> ENUNCIADO: Reescala las líneas del material que van desde la que contiene "around the shell" hasta la que contiene "210,558,423,701", ambas incluidas, y reprodúcelas completas, sin omitir ninguna. Multiplica por 1,25 cada coordenada y redondea al entero más próximo, con las mitades hacia arriba.

---------- MATERIAL DE TRABAJO

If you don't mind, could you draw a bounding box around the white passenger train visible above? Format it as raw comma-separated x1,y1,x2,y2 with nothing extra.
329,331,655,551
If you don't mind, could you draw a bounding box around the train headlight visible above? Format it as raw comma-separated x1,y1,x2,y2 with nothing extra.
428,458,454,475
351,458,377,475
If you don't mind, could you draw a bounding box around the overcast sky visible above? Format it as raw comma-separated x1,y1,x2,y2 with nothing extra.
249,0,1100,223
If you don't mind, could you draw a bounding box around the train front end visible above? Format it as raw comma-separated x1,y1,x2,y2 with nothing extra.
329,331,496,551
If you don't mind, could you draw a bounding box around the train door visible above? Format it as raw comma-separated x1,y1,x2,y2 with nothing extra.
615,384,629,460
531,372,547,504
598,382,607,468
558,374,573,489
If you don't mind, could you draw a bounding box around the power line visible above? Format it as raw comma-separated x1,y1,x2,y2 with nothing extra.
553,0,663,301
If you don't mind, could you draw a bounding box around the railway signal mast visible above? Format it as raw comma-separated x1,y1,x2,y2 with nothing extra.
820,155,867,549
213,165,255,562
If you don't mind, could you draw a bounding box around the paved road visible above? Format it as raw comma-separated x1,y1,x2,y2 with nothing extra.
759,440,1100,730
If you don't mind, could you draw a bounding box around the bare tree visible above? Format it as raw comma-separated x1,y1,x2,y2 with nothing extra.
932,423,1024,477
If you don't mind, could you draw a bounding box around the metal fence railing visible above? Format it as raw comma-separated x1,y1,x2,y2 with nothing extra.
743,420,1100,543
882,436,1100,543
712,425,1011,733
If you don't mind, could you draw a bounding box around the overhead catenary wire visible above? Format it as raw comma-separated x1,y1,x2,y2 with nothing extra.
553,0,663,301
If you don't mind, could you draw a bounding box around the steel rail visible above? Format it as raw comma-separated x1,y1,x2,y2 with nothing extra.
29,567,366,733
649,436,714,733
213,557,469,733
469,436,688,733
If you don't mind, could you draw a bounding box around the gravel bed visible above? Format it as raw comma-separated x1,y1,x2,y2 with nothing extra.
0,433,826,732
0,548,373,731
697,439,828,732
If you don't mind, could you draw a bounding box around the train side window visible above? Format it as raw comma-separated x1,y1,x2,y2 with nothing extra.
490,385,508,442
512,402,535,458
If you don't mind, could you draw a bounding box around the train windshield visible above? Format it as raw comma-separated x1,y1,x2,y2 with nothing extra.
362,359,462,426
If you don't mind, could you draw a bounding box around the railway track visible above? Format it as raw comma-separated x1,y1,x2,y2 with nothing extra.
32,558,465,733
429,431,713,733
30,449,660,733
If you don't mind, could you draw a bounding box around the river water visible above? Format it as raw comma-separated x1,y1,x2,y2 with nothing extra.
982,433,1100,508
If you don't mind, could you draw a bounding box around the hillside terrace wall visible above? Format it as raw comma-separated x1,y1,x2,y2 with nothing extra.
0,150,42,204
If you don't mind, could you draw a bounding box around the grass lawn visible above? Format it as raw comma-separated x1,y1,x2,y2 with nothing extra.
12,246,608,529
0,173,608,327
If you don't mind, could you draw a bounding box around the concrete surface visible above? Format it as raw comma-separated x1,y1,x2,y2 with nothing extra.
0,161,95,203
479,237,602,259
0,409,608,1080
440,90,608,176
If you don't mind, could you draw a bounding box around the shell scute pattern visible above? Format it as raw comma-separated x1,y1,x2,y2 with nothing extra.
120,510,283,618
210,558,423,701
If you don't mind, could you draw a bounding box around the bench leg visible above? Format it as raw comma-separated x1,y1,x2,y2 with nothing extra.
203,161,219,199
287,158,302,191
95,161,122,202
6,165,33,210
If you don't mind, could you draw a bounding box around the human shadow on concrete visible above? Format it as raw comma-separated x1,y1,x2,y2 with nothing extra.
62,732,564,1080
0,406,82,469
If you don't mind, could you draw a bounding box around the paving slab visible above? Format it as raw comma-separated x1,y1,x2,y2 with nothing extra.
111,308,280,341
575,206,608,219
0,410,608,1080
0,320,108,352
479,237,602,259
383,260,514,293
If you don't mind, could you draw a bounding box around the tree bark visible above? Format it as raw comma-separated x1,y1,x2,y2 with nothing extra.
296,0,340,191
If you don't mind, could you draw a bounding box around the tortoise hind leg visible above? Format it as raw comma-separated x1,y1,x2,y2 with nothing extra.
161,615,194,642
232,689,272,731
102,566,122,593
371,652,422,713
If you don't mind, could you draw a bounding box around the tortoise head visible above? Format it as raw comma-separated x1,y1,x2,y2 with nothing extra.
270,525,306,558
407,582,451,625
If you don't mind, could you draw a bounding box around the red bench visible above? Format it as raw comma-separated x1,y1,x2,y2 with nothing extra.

--------------------

> RESULTADO:
If you don't mind, could you draw a bounding box around the shell scute pattern visible above? Format it as raw comma-separated x1,y1,x2,y2 with nothing extra.
150,638,354,773
263,698,529,876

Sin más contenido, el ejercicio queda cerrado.